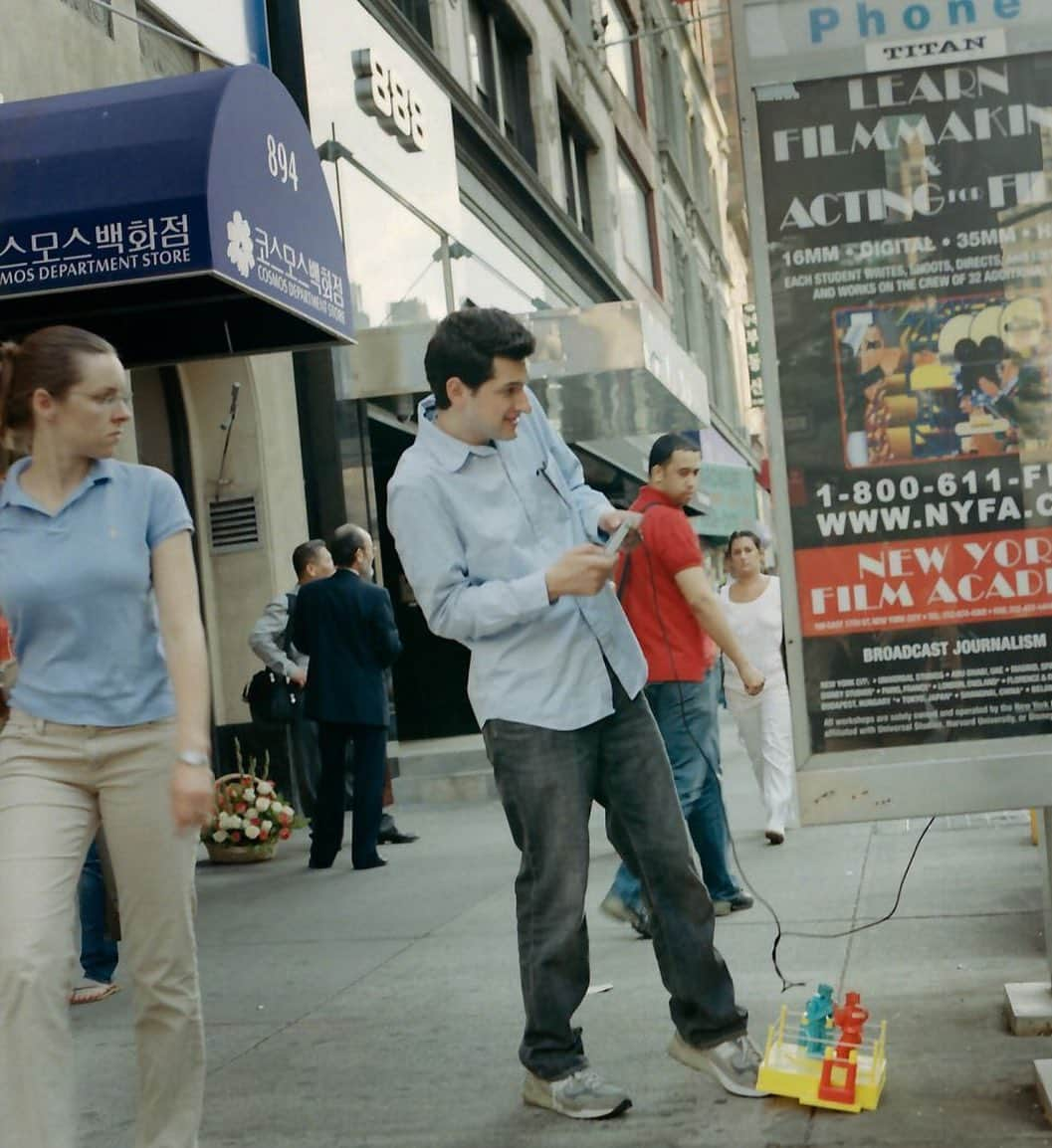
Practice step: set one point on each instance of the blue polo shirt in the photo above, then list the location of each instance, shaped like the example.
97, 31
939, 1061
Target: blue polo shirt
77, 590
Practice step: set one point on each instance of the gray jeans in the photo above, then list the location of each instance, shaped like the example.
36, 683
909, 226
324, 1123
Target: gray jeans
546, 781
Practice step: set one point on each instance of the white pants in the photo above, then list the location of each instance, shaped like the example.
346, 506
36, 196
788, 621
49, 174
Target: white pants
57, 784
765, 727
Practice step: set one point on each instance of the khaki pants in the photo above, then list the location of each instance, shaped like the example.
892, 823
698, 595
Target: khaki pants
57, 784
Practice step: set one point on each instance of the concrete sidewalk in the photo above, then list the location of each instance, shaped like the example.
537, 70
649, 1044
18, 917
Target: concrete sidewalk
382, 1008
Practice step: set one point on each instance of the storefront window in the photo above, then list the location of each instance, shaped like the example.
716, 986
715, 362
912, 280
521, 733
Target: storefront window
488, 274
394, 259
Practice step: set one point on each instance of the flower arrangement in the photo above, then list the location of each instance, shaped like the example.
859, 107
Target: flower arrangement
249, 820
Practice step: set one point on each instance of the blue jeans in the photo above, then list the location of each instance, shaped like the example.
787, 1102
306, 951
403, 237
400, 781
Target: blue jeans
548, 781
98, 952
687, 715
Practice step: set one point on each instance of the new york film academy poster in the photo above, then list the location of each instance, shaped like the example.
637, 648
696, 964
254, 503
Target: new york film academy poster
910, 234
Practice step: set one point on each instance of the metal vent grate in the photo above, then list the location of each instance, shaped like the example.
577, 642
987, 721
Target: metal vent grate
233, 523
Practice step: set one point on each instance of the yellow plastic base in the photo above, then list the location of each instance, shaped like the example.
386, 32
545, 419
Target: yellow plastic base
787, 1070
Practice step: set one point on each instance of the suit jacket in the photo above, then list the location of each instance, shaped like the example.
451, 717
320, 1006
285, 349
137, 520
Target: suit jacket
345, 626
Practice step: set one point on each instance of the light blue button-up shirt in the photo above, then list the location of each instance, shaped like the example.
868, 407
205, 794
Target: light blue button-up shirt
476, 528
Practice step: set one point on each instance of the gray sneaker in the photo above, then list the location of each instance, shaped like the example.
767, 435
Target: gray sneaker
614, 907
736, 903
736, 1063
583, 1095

#####

## Stated goal
Give every line of the records above as a JSON list of strings, with one string per line and blank lines omitted. Leave the pictures out of the list.

## Answer to the exercise
[
  "Practice step: set one point on each instance of the blue polo shirt in the photo above, then list the location of each instance, shaped like the example.",
  "97, 31",
  "939, 1061",
  "Target: blue polo shirt",
  "77, 590",
  "Practice step: set one point on each instance of the gray jeans in the photo above, then list the location of each instance, shaped like the example.",
  "36, 683",
  "909, 226",
  "324, 1123",
  "Target: gray jeans",
  "546, 781",
  "Practice step: set one point on each instance of the white pants in the photo above, then list the location of each instance, shaped like the example.",
  "346, 506",
  "36, 196",
  "788, 621",
  "49, 174",
  "Target: white pants",
  "57, 784",
  "765, 727",
  "Practice step: set one point on each instance of the khaki pants in the photo above, then list the location of each instance, shaped like the example.",
  "892, 823",
  "698, 595",
  "Target: khaki pants",
  "57, 784",
  "Practice step: set one point on each instance of the concrete sidewalk in the photo above, then list the location of each instance, shaped like the example.",
  "537, 70",
  "649, 1044",
  "18, 917",
  "Target: concrete sidewalk",
  "382, 1008",
  "Practice step: set one point on each instance of the storefront window in the photo above, then list the location of each instance, shaped like the example.",
  "716, 986",
  "715, 362",
  "912, 280",
  "521, 733",
  "Target: storefront window",
  "488, 274",
  "394, 259",
  "Practice step: set one point on each instance of the flower arrangement in the photo above, then list the location of each instance, shaped like the example.",
  "859, 107",
  "Target: flower arrangement",
  "249, 820",
  "Practice step: set one point on each instance of the blue jeans in the photo above, then list the location of each instance, shaped like the example.",
  "787, 1102",
  "306, 951",
  "403, 237",
  "400, 781",
  "Target: blue jeans",
  "548, 781",
  "98, 952",
  "687, 715",
  "Practice step: set one point on each instance of the new york film academy poster in the photo above, then list the location of each instance, shaped like the example.",
  "637, 648",
  "696, 964",
  "254, 503",
  "Target: new york film academy poster",
  "910, 234",
  "Practice step: set one point on each instance of the metal vent grate in the photo above, then list the location of each instance, shaped like the example.",
  "577, 642",
  "987, 721",
  "Target: metal vent grate",
  "233, 523",
  "Practice step: set one point on each instance of the yellow plastic base in the photo above, then list the location of each instance, shaped like the example.",
  "386, 32",
  "545, 419",
  "Target: yellow plastic base",
  "787, 1070",
  "Practice step: set one point on each instance of the suit jacket in the photo above, then list the location of each instance, shaped like the example.",
  "451, 717",
  "320, 1006",
  "285, 349",
  "137, 520",
  "Target: suit jacket",
  "345, 626",
  "Practice step: set one point on each instance of the light blue button-up shirt in the photo above, then list the location of each instance, shaped like the example.",
  "868, 407",
  "205, 794",
  "Target: light blue button-up shirt",
  "476, 528",
  "Practice step: set one point on each instance of the gray sneaker in the photo above, then list the location of each instance, shaped like the example.",
  "767, 435",
  "Target: gray sneaker",
  "614, 907",
  "736, 903",
  "736, 1063",
  "583, 1095"
]